=== Data records ===
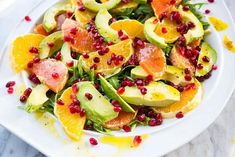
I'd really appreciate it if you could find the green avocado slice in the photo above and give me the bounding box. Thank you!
[82,0,121,12]
[99,75,135,113]
[121,82,180,107]
[25,84,49,113]
[195,42,217,77]
[39,31,64,59]
[76,82,118,124]
[43,2,72,32]
[144,17,168,48]
[95,9,121,43]
[60,42,77,71]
===
> _Exercise prompt_:
Give back the full listing above word for word, and let no picture through.

> _Solution to this task_:
I'd really appreciate it if you could find the green avocado slice in the photo above and give me the bounding box. Thank you!
[82,0,121,12]
[99,75,135,113]
[121,82,180,107]
[25,84,49,113]
[195,42,217,77]
[39,31,64,59]
[76,82,118,124]
[43,2,72,32]
[144,17,168,48]
[95,9,121,43]
[60,42,77,71]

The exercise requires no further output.